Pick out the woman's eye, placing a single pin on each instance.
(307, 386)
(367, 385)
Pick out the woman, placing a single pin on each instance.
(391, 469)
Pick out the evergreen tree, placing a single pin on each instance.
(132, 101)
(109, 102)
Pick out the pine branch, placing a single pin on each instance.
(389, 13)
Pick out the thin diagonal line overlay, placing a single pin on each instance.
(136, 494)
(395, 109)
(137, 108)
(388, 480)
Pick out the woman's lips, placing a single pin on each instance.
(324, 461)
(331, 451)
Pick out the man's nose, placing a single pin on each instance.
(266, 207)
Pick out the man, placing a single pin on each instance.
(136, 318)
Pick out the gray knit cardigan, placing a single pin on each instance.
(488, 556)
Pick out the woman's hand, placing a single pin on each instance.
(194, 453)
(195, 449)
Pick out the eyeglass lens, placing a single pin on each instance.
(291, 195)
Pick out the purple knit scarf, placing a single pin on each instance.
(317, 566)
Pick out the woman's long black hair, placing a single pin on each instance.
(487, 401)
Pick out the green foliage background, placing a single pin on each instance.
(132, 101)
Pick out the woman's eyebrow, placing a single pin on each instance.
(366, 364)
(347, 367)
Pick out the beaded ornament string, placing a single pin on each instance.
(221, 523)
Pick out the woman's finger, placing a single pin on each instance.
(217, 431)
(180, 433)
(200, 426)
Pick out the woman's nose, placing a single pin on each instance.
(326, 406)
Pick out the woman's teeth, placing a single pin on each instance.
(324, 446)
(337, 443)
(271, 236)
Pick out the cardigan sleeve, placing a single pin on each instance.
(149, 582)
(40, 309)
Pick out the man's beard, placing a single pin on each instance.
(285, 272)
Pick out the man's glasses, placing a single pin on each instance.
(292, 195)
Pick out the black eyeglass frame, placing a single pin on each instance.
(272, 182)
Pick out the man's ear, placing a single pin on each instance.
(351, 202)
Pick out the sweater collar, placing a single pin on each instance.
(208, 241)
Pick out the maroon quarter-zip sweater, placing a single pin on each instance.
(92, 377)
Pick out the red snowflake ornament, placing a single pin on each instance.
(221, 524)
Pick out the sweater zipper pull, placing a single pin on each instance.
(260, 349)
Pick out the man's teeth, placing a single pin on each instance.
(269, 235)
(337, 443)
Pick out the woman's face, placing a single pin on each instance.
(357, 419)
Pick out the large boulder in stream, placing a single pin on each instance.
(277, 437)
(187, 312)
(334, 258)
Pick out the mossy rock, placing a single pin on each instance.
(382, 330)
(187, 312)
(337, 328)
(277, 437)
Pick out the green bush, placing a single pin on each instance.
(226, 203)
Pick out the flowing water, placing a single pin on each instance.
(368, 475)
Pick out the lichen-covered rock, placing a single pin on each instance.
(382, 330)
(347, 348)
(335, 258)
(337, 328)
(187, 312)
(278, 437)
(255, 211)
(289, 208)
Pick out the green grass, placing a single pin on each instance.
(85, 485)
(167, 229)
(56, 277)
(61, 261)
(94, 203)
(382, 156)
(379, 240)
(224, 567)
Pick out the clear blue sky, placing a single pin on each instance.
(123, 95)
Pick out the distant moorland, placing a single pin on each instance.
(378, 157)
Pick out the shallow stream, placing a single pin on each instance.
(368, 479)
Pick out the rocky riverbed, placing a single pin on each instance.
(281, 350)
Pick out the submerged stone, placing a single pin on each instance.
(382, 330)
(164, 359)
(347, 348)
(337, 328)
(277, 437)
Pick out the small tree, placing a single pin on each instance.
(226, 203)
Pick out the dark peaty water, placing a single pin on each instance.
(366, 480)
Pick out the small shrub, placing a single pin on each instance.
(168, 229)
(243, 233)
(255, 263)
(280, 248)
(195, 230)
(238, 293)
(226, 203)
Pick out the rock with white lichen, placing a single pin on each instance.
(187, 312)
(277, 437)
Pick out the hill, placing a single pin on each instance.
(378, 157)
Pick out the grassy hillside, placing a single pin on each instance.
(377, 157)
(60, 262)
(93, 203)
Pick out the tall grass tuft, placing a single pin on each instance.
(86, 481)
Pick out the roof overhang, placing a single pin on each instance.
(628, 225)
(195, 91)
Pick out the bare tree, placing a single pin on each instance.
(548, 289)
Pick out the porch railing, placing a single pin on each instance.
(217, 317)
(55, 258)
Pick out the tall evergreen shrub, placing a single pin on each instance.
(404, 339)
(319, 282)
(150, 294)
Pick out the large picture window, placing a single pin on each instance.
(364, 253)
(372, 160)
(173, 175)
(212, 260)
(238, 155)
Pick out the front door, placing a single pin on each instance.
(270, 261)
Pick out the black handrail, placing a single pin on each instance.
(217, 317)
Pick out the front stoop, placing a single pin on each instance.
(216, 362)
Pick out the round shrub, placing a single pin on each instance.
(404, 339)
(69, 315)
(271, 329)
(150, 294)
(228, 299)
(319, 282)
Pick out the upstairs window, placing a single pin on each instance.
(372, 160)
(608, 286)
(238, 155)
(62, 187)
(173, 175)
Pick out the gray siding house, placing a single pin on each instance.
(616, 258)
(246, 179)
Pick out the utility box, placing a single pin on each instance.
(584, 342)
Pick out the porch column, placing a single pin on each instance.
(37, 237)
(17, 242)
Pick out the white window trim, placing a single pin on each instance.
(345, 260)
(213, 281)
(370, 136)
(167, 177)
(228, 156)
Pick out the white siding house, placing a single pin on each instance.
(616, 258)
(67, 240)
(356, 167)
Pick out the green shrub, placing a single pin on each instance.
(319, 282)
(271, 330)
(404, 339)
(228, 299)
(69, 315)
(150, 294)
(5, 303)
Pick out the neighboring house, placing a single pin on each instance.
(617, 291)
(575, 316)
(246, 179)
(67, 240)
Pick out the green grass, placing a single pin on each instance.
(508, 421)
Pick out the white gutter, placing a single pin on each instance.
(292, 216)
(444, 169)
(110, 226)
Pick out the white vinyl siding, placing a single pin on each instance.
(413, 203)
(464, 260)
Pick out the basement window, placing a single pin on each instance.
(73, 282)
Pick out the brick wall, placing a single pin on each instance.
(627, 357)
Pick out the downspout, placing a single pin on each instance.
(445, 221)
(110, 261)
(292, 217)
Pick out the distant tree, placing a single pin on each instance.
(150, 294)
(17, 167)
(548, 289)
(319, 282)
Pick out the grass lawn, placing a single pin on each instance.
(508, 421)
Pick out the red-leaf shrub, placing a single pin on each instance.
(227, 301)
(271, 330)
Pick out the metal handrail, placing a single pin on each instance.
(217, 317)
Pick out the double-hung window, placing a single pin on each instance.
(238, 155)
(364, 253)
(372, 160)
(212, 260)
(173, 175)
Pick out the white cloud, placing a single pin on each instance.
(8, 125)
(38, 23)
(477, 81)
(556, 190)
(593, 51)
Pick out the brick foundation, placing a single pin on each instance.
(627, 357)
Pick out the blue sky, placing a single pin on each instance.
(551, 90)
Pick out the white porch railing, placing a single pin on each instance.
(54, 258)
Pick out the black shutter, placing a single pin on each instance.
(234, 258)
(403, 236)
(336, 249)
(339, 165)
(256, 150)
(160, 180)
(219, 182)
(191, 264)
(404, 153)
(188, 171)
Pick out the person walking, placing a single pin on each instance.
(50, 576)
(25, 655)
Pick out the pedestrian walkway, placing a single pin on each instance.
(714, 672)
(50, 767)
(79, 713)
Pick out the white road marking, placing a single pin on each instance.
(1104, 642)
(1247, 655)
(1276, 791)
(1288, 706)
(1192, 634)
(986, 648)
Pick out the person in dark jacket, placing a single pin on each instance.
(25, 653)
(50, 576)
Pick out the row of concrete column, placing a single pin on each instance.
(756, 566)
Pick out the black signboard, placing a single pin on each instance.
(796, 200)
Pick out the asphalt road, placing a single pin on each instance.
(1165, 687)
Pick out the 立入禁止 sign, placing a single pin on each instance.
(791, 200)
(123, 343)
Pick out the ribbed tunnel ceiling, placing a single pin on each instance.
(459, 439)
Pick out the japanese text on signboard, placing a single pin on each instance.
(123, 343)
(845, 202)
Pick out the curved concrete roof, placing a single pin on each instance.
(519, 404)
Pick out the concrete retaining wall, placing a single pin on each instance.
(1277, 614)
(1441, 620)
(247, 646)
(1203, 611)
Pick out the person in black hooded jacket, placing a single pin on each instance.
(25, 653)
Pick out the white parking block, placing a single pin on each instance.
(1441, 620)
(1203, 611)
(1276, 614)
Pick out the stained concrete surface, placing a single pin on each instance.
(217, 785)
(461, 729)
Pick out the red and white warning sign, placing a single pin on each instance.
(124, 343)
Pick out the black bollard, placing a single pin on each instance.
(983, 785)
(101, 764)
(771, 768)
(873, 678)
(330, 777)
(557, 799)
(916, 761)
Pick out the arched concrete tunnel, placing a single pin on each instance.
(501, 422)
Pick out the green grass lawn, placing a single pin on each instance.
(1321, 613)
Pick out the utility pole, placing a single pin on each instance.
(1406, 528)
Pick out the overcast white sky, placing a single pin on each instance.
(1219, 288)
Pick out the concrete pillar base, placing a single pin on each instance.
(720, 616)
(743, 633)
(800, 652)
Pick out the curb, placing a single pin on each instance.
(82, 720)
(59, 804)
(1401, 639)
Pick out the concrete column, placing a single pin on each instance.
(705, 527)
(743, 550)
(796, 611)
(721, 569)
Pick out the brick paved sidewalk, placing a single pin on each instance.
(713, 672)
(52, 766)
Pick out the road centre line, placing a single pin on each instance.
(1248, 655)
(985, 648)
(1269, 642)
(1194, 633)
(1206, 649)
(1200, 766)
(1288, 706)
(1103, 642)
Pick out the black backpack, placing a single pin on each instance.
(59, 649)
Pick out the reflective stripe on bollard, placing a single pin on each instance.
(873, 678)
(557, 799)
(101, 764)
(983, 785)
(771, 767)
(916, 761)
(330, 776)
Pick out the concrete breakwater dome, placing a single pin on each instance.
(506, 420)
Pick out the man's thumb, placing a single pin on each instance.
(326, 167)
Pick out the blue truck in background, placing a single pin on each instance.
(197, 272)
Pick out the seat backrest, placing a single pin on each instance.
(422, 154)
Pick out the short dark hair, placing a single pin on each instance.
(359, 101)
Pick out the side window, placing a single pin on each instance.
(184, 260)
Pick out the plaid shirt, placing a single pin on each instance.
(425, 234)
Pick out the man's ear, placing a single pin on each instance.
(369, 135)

▶ **WHAT NEEDS TO BE DONE**
Return exactly the lines in the records above, beginning with the one that holds "Pick out the seat" and ending with the last.

▶ **RESPONSE TO THIS EXERCISE**
Pick out the seat backrest, placing a single pin on each instance.
(422, 154)
Pick out the short dark hair, placing a single pin on each instance.
(359, 101)
Pick out the side window, placing a single pin on each instance.
(184, 260)
Pick out the plaid shirt, placing a single pin on each instance.
(425, 234)
Pick out the man's ear, placing a single pin on each instance.
(369, 135)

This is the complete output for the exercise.